• [WHAT TO WORK ON]:
- a) According to the passage on Fender instruments, how many watts did "The Bassman" amplifier have?
- b) Translate this sentence from the passage on Fender instruments into Spanish: "The first solid bodied fretted electric bass guitar was introduced by Audiovox in 1935."
- c) Resume the passage on Fender instruments after its final sentence.

• [EXTRACT]:
= = = =

The "upright bass" or "double bass" was a problem for most bands. It is large, unwieldy, hard to successfully amplify, and is easily damaged. The first solid bodied fretted electric bass guitar was introduced by Audiovox in 1935. It really never caught on, obviously due to the lack of proper amplification. In late 1951, Fender introduced the Precision Bass, a single-pickup solid bodied bass guitar with a 34" scale. With a fretted neck, and a double-cutaway body, the bassist was able to play "with precision", hence the name. In early 1952, Fender introduced "The Bassman" amplifier, a 35 watt amplifier designed for the Precision Bass. Author's note: supposedly, the Precision Bass caught on immediately. This early popularity was obviously in Jazz bands, because electric bass isn't found in pop, blues, or rock and roll until 1955-1956. In blues and the earliest rock and roll, the upright bass often served as a percussive instrument as well as a stringed instrument.

Despite the immediate popularity of the Telecaster, there were many guitarists that didn't really care for its signature "twangy" sound, and many guitarists complained of its sharp edges uncomfortably biting into their sides while playing for long periods of time. To answer these complaints, in 1954 Fender introduced the Stratocaster. With three pickups instead of two, a modern shaped, contoured body, reminiscent of the "wings" that were beginning to appear on cars, a "vibrato tailpiece" that allowed the guitarist to "bend" notes, and a name that made one think of outer space, the "Strat" was an instant hit, and eventually became the single most popular electric guitar. The Strat's contoured body style followed over to the Precision Bass.

= = = =

• [DATA SHOWN]:
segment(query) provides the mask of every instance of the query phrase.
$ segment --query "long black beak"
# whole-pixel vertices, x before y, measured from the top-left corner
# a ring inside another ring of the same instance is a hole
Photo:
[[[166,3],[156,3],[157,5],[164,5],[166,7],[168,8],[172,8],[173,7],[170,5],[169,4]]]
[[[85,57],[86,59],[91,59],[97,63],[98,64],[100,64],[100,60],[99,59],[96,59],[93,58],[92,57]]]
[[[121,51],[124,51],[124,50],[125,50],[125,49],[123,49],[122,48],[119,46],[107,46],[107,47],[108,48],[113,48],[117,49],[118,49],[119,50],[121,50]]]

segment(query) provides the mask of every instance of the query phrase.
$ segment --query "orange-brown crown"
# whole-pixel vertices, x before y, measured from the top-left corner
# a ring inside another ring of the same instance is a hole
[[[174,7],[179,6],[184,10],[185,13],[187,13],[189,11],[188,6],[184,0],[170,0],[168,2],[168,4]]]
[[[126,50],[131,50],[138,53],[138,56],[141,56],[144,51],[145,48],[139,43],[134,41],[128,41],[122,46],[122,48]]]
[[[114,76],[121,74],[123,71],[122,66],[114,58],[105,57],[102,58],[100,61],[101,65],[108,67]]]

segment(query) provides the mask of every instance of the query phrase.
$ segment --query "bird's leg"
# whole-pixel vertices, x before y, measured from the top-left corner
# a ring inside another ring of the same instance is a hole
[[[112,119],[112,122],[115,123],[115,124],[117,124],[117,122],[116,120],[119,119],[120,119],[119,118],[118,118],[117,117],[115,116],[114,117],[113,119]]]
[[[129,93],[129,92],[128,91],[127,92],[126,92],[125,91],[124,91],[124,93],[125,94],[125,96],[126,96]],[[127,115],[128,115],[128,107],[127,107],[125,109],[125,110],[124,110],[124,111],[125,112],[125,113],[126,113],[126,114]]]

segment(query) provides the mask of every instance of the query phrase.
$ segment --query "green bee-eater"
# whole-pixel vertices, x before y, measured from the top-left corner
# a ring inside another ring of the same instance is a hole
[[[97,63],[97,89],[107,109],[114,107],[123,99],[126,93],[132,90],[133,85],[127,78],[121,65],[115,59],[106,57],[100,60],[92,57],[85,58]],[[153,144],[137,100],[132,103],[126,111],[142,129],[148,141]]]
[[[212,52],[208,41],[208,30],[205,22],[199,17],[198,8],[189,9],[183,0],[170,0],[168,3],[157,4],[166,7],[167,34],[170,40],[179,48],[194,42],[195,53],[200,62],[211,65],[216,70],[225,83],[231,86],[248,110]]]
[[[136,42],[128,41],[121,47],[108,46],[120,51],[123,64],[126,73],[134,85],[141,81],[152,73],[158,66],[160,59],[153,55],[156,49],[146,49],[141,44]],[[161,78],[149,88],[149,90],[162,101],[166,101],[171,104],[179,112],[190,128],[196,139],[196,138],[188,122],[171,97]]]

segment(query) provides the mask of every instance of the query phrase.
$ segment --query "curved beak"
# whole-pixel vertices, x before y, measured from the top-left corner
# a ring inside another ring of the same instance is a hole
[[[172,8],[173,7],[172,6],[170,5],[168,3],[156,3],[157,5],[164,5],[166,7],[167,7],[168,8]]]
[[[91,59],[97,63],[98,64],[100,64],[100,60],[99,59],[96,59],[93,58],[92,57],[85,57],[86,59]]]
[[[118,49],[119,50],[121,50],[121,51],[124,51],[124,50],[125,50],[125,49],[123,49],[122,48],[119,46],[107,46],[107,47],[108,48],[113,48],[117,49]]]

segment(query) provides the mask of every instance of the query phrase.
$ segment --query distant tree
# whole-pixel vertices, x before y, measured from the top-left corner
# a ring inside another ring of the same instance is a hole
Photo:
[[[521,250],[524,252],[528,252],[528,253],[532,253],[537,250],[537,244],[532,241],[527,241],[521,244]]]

= = = =

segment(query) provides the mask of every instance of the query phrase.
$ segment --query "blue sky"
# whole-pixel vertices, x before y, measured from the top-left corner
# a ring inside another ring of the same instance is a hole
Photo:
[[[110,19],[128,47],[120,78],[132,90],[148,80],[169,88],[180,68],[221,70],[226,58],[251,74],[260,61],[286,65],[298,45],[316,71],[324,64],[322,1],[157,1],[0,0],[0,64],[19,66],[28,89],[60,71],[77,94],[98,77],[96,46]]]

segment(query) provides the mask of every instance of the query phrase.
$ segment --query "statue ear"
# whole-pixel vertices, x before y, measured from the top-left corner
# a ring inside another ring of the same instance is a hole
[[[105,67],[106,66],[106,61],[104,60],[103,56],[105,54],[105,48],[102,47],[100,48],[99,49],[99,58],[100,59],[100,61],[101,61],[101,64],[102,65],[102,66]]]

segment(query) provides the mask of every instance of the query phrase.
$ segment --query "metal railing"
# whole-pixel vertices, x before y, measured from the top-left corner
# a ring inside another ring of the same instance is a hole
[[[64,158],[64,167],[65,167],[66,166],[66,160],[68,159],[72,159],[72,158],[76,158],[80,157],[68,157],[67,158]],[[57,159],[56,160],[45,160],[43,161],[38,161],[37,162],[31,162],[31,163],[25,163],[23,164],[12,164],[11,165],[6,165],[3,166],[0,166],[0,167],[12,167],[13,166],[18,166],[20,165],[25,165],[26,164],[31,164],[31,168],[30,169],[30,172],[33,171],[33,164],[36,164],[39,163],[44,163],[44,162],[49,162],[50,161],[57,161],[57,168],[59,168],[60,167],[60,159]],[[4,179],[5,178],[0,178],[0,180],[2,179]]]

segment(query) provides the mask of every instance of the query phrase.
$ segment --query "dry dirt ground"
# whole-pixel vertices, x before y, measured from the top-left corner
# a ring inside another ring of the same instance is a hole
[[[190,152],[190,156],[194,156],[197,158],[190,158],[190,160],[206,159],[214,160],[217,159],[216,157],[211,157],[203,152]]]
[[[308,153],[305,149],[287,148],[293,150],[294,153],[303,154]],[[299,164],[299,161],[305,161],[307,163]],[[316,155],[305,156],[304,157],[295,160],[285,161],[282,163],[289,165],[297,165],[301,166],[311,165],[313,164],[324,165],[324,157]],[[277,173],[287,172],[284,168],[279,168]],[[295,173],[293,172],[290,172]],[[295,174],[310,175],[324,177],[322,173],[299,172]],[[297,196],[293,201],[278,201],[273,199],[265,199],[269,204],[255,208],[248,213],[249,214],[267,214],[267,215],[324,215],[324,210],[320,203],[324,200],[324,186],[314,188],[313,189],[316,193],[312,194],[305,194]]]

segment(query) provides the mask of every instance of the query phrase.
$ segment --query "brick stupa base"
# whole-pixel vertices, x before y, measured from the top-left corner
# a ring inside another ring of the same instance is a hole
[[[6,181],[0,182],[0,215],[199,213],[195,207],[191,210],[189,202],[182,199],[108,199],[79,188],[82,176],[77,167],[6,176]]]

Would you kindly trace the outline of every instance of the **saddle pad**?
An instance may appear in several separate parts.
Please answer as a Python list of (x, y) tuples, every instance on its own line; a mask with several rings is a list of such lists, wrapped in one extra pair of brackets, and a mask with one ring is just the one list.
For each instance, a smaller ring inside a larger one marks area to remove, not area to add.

= = = =

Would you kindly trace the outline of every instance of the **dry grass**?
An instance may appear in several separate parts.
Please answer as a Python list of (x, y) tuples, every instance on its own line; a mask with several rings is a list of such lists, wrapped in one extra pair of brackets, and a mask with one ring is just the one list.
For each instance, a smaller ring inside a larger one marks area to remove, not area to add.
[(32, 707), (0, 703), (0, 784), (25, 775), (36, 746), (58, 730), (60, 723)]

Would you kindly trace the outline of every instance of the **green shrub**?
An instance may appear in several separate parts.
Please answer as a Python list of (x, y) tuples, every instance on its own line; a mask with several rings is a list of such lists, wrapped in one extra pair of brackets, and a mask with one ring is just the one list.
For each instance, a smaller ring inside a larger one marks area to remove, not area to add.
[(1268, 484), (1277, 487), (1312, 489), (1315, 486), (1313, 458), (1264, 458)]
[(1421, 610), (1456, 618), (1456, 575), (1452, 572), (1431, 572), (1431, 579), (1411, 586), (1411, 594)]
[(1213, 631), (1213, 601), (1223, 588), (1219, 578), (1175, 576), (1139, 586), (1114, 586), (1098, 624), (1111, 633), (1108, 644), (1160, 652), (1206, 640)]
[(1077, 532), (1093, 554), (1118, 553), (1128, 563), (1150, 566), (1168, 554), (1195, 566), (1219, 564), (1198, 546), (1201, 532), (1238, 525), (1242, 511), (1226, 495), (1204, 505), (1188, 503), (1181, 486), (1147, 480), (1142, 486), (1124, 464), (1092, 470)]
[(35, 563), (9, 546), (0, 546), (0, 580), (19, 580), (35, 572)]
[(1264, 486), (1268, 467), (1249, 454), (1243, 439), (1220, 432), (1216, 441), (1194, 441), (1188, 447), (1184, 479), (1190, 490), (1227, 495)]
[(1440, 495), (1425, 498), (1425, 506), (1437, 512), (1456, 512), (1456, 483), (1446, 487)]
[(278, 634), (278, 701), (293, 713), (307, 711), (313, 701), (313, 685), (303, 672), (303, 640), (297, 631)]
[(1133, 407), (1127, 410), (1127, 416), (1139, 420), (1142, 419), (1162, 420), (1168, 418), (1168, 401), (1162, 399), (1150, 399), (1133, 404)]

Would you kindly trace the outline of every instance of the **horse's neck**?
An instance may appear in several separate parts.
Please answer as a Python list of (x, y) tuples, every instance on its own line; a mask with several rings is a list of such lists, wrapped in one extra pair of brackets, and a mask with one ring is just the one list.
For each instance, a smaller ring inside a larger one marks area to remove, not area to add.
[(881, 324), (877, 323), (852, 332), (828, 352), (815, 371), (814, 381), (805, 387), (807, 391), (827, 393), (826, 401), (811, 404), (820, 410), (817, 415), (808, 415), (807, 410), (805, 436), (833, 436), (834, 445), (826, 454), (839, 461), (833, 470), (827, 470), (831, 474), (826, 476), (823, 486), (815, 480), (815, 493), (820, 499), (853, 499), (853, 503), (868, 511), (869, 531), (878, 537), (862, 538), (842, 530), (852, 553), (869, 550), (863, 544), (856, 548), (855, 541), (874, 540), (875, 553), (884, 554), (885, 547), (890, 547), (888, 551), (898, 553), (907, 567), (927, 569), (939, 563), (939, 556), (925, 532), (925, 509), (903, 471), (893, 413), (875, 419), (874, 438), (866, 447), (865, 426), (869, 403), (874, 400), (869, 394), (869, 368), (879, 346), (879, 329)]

= = = =

• [RESPONSES BY TASK]:
- a) 35 watts

- b) El primer bajo eléctrico de cuerpo sólido y con trastes fue presentado por Audiovox en 1935.

- c)
The Bassman amp went through several changes through the 1950's. In 1958, Fender began using the circuit design designated "5F6-A", and this particular circuit was used through 1960. Though a mediocre bass amp, guitarists loved the tone and power of this amp, and it became much more popular for guitars than basses, Many people considered it to be the perfect guitar amp. In the 1960's, many amplifier manufacturers designed guitar amps based off of this circuit...including Jim Marshall. An amplifier based on the 5F6-A with a few modifications launched Marshall Amplification.

In 1960, Fender introduced the "Deluxe Model" of the Precision Bass. Leo felt that a thinner neck would appeal to jazz musicians, and aid in the transition from upright to electric bass. The body was less symmetrical than the Precision, more like the recently introduced Jazzmaster and Jaguar guitars. The two pickups opposed to the single split pickup on the standard Precision Bass gave it a totally different sound.

The Telecaster, Precision Bass, Stratocaster, and Jazz Bass are testaments to the innovation of Leo Fender. All four instruments have remained extremely popular, and modern versions have changed very little from Leo's original designs. Likewise, Leo's "Tweed" amplifiers are considered by many the best amps ever made, and the originals fetch huge sums of money. Also, in the late 1990's, mostly due to the internet, and the renewed availability of quality vacuum tubes, a new industry began to spring up, boutique amplifiers. Boutique amps are high quality hand built copies of classic amps, and the most popular are the 5F6-A Bassman, the 5F1 Champ (designed by Fender in 1955), the 5E3 Deluxe (also 1955), and the 5E8-A Twin (also 1955). Copies of these amps are also very popularly built by do-it-yourselfers, and kits are available of these circuits by several companies.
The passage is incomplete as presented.